◆ **What the task asks**
Rewrite the paragraph of the essay below on Schwenkfelder family roots that begins "There are six Schwenkfelder churches" as a short bulleted list. Keep its main facts.

◆ **Selected passage**
▽

My mother, however, was born in this area, as were her parents, her grandparents, her great-grandparents, and so on, back to the ancestor who arrived at the port of Philadelphia in 1734, on the ship St. Andrew, which carried German people known as Schwenkfelders seeking religious freedom.

While we were in Lansdale last month, my mother, my two children and I went to visit the Schwenkfelder Library and Heritage Center, where we connected more deeply with our roots and also knocked over a mannequin and climbed on things we weren’t supposed to (Mom and I did the connecting; Lu and Si did the knocking and climbing).

Afterwards, we stopped at the Towamencin Schwenkfelder Cemetery, which lies at the end of a short lane off a busy road which just happens to be Valley Forge Road, along which the Liberty Bell made an escape from Philadelphia to Allentown during the Revolutionary War.

The cemetery is surrounded by housing developments now, but at one time all that land was Vista Glen Farm, handed down the Schwenkfelder line from the 1700s until my mother’s grandparents, Harold and Ethel Kriebel, retired from farming and sold the land. When she was a small child, the age my daughter is now, my mom (a.k.a. “Little Becki” in the stories she tells my children) lived on that farm with her parents and older sister in one side of the farmhouse, and her grandparents in the other.

Luthien, Silas, and my mother, "Little Becki"

Luthien, Silas, and my mother, “Little Becki”

Here on this land, Little Becki played and explored. On the day we visited, grown-up Becki cried, flooded with memories as she stood in front of a row of gravestones resembling a series of books – the headstone of her grandparents, next to that of her great-grandparents, next to that of her great-great grandparents.

Her own mother, my grandmother Thelma, will probably not be buried here, because she made a choice that redirected the long line of German Schwenkfelder roots that she could trace back to the 1500s. Thelma married a Mennonite boy named Sam, who died when I was four and is now buried elsewhere. I imagine she wants to lie down next to him when it’s time. Until I stood in front of that headstone series, I hadn’t felt the significance of my grandmother’s redirection of the line.

There are six Schwenkfelder churches in the world, with roughly 3,000 members, and all are in southeastern Pennsylvania, where the Society of Schwenkfelders was formed in 1782. This is a long-held, short-ranged tradition. When Thelma married that Mennonite boy Sam, and together they joined the independent Baptist church, it forever altered the line. Now I, two generations removed, stand on the outside of the religious tradition of my forebears, looking in. Instead, I grew up an insider to the fundamentalist tradition towards which my grandparents turned the line, often wanting out.

Me, Silas and Luthien at my great-grandparents' gravestone, Towamencin Schwenkfelder Cemetery

Me, Silas and Luthien at my great-grandparents’ gravestone

But I would not exist at all had it not been for her love and life with Sam, or for their little Becki’s union with Larry, my father. And now, because I chose Nathan, the son of Steve who himself redirected a long line of Minnesota Swedish immigrants by marrying JoAnne, there are two beautiful people in the world named Luthien and Silas.

Lately I’m very interested in tracing these lines. I’ve started searching for more genealogy information not just for my family but also for Nathan’s, and I find it fascinating to learn about the people from whom my children are descended.

Just as fascinating, I expect, are the people who may yet live because of the straightaways, twists and turns these lines have yet to take. They are lines of genes, traditions, ideas, sins and good works. Passed down the generations, woven in every union, birthed in every child, they make a living, changing, collaborative work of art full of beauty and shame, glory, struggle, pain and pride.

These lines are only in our hands for a little while. May we hold – and redirect – them well. And thank God they can always be redirected, or held, further down the line.

△

Dataset entries
▽

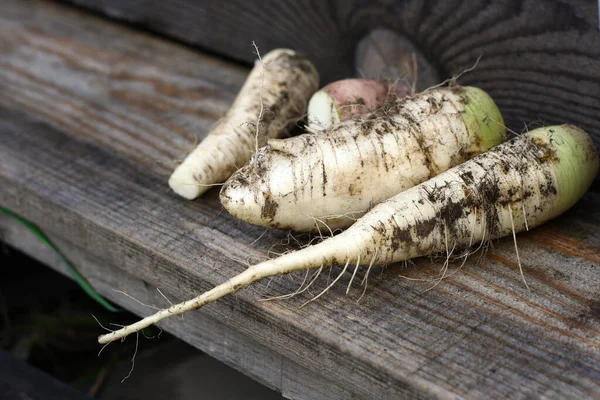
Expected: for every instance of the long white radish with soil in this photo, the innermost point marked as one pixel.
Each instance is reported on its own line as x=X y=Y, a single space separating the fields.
x=328 y=180
x=513 y=187
x=274 y=96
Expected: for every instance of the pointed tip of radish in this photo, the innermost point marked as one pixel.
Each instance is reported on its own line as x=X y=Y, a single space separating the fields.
x=183 y=183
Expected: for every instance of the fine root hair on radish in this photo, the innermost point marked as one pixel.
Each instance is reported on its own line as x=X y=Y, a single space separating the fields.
x=262 y=106
x=557 y=164
x=452 y=81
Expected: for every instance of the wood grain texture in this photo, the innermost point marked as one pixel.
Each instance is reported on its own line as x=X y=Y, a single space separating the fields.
x=87 y=164
x=540 y=59
x=202 y=331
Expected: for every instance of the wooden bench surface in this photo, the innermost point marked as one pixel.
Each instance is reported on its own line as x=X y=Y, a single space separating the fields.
x=93 y=117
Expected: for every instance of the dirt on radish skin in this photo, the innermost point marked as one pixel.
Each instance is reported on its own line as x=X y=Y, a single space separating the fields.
x=328 y=180
x=349 y=98
x=274 y=96
x=515 y=186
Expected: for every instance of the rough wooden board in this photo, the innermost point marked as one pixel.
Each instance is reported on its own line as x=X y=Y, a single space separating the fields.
x=479 y=333
x=540 y=58
x=200 y=330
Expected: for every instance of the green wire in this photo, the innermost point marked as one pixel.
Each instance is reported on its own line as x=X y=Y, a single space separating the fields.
x=81 y=281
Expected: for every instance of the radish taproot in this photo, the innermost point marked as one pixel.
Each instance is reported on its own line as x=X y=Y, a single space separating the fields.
x=313 y=181
x=346 y=99
x=274 y=96
x=512 y=187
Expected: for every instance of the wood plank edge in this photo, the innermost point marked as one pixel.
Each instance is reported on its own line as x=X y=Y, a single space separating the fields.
x=224 y=344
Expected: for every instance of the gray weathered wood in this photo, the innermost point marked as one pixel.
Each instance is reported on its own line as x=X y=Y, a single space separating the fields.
x=90 y=115
x=540 y=59
x=202 y=331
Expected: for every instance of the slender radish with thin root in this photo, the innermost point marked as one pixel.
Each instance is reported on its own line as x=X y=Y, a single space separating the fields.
x=273 y=98
x=514 y=186
x=328 y=180
x=346 y=99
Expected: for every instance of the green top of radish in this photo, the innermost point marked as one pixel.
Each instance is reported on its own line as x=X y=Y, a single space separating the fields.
x=483 y=118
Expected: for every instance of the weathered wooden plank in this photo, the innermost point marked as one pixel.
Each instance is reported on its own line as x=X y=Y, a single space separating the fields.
x=478 y=333
x=202 y=331
x=19 y=381
x=540 y=59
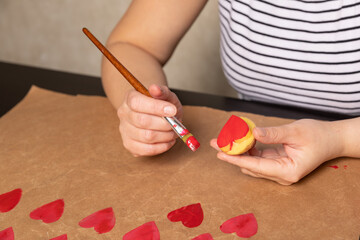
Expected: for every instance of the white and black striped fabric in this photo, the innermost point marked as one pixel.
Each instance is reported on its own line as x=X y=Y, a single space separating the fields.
x=296 y=52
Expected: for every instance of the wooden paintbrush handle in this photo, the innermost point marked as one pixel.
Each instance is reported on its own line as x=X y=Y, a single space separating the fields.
x=126 y=73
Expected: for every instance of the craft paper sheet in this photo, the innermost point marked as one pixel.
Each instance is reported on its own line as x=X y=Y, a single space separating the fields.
x=55 y=146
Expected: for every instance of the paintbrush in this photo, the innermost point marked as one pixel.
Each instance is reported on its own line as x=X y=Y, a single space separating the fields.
x=175 y=124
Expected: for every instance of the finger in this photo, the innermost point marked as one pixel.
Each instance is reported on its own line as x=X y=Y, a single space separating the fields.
x=147 y=135
x=163 y=93
x=271 y=135
x=140 y=103
x=213 y=143
x=263 y=166
x=144 y=149
x=256 y=175
x=148 y=121
x=247 y=172
x=255 y=152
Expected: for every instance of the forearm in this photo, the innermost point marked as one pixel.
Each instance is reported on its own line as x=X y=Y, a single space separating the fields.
x=145 y=67
x=350 y=136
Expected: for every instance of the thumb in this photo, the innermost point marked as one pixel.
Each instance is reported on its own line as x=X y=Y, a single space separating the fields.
x=160 y=92
x=270 y=135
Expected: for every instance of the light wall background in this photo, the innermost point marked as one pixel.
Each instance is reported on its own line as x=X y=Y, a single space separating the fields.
x=48 y=34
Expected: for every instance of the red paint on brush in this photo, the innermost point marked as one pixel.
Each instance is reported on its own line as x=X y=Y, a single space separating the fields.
x=191 y=216
x=7 y=234
x=192 y=143
x=147 y=231
x=50 y=212
x=184 y=132
x=244 y=225
x=9 y=200
x=205 y=236
x=62 y=237
x=102 y=221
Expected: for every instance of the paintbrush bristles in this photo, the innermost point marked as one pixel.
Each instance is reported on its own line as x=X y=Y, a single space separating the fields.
x=127 y=75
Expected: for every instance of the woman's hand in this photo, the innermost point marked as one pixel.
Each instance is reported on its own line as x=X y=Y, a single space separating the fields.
x=143 y=130
x=305 y=144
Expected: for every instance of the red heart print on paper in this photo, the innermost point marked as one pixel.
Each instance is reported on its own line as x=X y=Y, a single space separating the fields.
x=147 y=231
x=62 y=237
x=244 y=225
x=7 y=234
x=205 y=236
x=102 y=221
x=50 y=212
x=9 y=200
x=191 y=216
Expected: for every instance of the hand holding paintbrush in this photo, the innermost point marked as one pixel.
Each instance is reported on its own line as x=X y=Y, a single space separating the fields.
x=175 y=124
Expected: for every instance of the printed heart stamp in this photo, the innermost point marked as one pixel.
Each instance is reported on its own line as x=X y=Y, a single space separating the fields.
x=102 y=221
x=191 y=216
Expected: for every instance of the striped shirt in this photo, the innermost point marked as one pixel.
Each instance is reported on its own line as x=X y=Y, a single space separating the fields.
x=303 y=53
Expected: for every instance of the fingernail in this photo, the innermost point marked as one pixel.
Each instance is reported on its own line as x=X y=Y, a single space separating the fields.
x=169 y=110
x=261 y=132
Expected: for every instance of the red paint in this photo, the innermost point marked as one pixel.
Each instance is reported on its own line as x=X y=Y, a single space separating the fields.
x=102 y=221
x=147 y=231
x=7 y=234
x=184 y=132
x=62 y=237
x=205 y=236
x=50 y=212
x=191 y=216
x=235 y=128
x=192 y=143
x=9 y=200
x=244 y=225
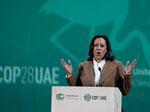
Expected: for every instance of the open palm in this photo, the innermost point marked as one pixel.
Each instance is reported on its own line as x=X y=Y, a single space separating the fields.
x=130 y=67
x=67 y=66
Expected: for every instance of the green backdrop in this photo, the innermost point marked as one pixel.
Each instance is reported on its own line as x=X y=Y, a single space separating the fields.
x=36 y=34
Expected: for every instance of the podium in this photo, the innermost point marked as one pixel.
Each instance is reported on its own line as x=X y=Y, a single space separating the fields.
x=85 y=99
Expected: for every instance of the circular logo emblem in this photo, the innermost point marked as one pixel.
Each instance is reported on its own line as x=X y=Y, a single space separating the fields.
x=87 y=97
x=59 y=96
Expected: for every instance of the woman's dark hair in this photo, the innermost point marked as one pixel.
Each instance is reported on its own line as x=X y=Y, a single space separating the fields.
x=108 y=55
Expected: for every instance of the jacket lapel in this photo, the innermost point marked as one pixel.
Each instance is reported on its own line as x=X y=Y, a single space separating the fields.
x=106 y=72
x=89 y=72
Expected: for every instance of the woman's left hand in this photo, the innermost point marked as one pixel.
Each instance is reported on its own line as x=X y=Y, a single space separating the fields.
x=130 y=67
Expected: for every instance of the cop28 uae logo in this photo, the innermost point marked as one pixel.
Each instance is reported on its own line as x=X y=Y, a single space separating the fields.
x=87 y=97
x=59 y=96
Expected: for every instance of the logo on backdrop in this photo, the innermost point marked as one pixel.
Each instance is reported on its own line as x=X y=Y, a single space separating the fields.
x=60 y=96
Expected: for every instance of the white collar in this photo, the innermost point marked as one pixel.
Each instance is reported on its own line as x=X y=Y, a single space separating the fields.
x=100 y=64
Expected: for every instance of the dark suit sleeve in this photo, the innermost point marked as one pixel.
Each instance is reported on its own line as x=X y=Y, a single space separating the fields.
x=124 y=82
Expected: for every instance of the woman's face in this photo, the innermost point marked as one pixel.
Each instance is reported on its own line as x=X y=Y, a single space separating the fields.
x=100 y=49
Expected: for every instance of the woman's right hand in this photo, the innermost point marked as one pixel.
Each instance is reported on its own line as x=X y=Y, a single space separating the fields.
x=67 y=66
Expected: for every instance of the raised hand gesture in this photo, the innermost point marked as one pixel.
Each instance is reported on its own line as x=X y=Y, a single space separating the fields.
x=67 y=66
x=130 y=67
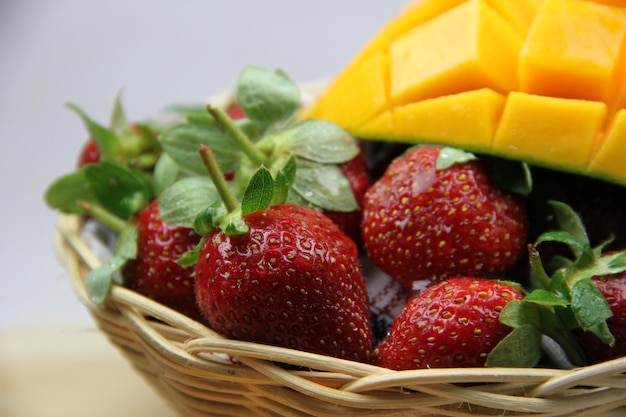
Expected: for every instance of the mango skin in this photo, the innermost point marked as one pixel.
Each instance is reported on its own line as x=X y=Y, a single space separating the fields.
x=539 y=81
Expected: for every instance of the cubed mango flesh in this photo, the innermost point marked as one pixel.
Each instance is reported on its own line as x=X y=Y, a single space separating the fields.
x=564 y=129
x=470 y=118
x=540 y=81
x=466 y=57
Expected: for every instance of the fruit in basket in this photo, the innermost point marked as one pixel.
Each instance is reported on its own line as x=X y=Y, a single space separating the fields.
x=536 y=81
x=450 y=324
x=566 y=304
x=330 y=176
x=613 y=288
x=154 y=271
x=424 y=221
x=115 y=167
x=132 y=143
x=89 y=154
x=281 y=274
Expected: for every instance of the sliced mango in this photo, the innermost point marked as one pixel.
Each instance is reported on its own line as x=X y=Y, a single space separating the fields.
x=541 y=81
x=564 y=130
x=466 y=57
x=467 y=120
x=608 y=162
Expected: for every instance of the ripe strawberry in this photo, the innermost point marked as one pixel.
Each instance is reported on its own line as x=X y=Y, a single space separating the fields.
x=613 y=288
x=355 y=171
x=450 y=324
x=154 y=271
x=425 y=223
x=293 y=280
x=89 y=154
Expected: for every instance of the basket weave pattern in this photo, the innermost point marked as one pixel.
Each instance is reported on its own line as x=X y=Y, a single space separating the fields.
x=203 y=374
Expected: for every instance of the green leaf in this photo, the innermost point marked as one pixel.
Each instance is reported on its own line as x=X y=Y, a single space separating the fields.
x=99 y=281
x=315 y=140
x=65 y=191
x=232 y=224
x=283 y=181
x=181 y=203
x=166 y=173
x=546 y=298
x=324 y=186
x=449 y=156
x=517 y=313
x=182 y=143
x=259 y=192
x=270 y=99
x=118 y=188
x=563 y=237
x=207 y=220
x=519 y=349
x=108 y=143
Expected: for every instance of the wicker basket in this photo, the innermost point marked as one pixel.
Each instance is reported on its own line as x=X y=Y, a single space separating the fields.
x=203 y=374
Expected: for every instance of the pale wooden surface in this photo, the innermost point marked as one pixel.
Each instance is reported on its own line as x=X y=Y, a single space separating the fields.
x=70 y=371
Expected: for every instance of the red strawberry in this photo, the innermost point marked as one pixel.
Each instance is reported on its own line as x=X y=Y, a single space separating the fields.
x=453 y=323
x=90 y=154
x=355 y=171
x=292 y=280
x=154 y=272
x=613 y=288
x=425 y=223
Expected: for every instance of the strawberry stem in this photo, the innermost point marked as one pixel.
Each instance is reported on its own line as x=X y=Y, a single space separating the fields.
x=104 y=216
x=243 y=142
x=216 y=174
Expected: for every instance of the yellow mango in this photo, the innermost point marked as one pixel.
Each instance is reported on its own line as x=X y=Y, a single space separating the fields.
x=608 y=162
x=466 y=56
x=540 y=81
x=562 y=132
x=471 y=118
x=559 y=59
x=519 y=13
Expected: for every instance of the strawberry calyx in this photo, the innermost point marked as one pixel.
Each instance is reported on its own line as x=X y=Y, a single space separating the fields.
x=269 y=135
x=121 y=180
x=100 y=280
x=133 y=144
x=563 y=300
x=226 y=212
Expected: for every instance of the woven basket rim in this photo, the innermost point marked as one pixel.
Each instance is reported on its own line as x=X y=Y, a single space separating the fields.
x=331 y=385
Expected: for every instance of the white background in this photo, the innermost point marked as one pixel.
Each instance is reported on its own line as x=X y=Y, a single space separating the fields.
x=159 y=52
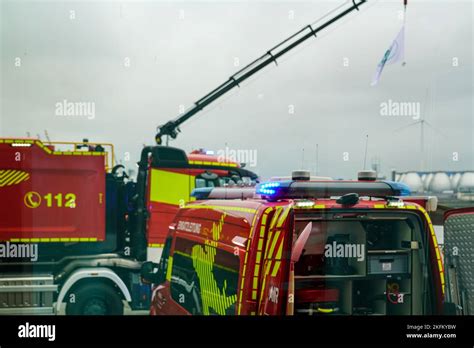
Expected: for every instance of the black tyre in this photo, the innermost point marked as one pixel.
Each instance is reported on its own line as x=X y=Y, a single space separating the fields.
x=95 y=299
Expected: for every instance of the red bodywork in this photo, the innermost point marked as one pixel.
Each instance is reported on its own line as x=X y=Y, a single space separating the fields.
x=267 y=229
x=161 y=213
x=52 y=193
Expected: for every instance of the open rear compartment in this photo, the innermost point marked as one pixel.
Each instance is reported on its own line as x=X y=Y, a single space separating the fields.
x=369 y=265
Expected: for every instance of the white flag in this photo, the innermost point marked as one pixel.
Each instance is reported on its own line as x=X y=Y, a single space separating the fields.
x=393 y=55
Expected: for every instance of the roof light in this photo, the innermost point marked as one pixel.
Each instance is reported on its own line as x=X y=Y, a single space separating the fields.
x=201 y=193
x=21 y=145
x=305 y=204
x=348 y=199
x=300 y=175
x=274 y=190
x=395 y=203
x=399 y=188
x=367 y=175
x=268 y=188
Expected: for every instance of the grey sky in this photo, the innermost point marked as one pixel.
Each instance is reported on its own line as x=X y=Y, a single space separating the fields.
x=179 y=51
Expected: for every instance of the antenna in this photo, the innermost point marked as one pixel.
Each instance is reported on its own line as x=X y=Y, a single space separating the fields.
x=366 y=144
x=47 y=136
x=317 y=160
x=302 y=159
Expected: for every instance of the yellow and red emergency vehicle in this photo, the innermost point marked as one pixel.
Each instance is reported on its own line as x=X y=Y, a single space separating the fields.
x=306 y=247
x=90 y=226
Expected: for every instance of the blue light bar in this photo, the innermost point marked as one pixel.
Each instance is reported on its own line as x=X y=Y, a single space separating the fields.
x=268 y=188
x=399 y=188
x=300 y=189
x=201 y=193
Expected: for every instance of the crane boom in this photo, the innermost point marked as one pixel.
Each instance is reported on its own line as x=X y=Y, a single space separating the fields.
x=171 y=128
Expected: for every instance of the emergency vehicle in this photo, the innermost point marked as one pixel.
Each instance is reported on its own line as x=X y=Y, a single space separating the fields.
x=313 y=248
x=89 y=225
x=94 y=227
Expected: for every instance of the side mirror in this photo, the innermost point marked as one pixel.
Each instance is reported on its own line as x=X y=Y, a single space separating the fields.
x=150 y=273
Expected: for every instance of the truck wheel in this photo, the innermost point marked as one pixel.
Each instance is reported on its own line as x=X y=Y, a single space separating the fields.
x=95 y=299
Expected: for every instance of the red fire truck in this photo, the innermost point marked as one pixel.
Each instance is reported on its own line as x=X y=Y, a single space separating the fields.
x=313 y=247
x=74 y=230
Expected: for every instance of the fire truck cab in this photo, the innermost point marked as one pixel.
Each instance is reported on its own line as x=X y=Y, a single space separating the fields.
x=88 y=226
x=306 y=248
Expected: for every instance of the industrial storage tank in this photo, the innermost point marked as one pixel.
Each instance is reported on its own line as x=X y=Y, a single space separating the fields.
x=466 y=186
x=427 y=181
x=440 y=183
x=414 y=182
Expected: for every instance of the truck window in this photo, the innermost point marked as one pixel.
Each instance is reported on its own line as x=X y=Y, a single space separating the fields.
x=204 y=279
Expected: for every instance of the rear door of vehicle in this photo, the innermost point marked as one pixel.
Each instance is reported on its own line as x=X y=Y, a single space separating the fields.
x=273 y=289
x=459 y=259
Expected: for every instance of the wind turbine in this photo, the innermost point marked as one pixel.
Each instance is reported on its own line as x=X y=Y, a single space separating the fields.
x=422 y=122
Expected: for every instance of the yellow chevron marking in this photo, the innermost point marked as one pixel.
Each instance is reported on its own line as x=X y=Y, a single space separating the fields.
x=11 y=177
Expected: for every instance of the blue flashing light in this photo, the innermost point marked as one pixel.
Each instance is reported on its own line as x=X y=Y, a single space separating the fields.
x=399 y=188
x=268 y=188
x=201 y=193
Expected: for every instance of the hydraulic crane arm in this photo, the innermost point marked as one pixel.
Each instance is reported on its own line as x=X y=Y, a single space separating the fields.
x=171 y=128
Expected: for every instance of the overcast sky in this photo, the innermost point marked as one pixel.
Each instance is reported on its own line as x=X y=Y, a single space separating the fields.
x=139 y=61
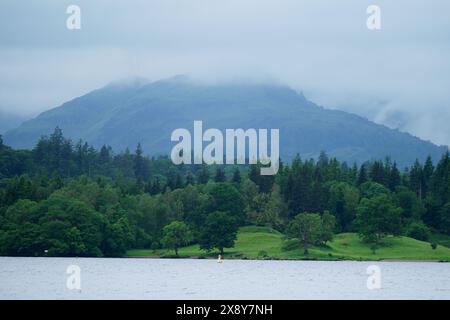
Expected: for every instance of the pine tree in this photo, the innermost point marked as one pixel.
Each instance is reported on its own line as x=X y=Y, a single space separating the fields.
x=394 y=178
x=190 y=180
x=139 y=163
x=237 y=176
x=220 y=175
x=362 y=177
x=428 y=170
x=416 y=179
x=203 y=176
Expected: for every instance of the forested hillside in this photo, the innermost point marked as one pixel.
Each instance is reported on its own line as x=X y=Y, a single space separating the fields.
x=66 y=199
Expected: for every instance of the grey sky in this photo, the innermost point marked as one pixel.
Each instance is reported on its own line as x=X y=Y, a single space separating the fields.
x=399 y=76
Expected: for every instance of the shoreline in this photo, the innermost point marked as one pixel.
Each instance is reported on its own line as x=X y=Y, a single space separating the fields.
x=300 y=260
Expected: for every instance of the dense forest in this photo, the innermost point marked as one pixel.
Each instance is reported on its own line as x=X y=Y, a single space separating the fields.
x=65 y=199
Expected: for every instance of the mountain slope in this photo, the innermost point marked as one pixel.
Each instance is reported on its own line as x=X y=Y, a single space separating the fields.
x=9 y=121
x=123 y=115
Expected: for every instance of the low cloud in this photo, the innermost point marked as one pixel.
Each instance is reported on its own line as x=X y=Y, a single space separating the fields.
x=398 y=76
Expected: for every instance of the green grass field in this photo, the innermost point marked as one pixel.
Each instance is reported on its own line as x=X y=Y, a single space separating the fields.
x=264 y=243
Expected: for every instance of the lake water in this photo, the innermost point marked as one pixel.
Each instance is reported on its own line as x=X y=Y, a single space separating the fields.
x=46 y=278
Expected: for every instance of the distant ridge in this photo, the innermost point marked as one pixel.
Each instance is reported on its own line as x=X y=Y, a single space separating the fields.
x=122 y=114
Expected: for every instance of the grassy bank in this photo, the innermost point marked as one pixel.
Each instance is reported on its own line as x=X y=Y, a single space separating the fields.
x=264 y=243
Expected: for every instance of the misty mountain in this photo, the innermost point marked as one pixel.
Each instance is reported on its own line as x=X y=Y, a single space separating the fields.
x=123 y=114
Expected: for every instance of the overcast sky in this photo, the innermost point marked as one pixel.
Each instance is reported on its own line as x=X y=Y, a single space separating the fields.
x=399 y=75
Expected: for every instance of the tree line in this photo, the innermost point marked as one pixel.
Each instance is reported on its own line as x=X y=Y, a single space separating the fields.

△

◆ **Task result**
- Six Schwenkfelder churches exist, with roughly 3,000 members. All are in southeastern Pennsylvania, where the Society of Schwenkfelders was formed in 1782.
- The tradition is long-held but short-ranged.
- Thelma married Sam, a Mennonite, and together they joined the independent Baptist church, which forever altered the line.
- Two generations later, the writer stands outside the forebears' religious tradition. The writer grew up inside the fundamentalist tradition instead, often wanting out.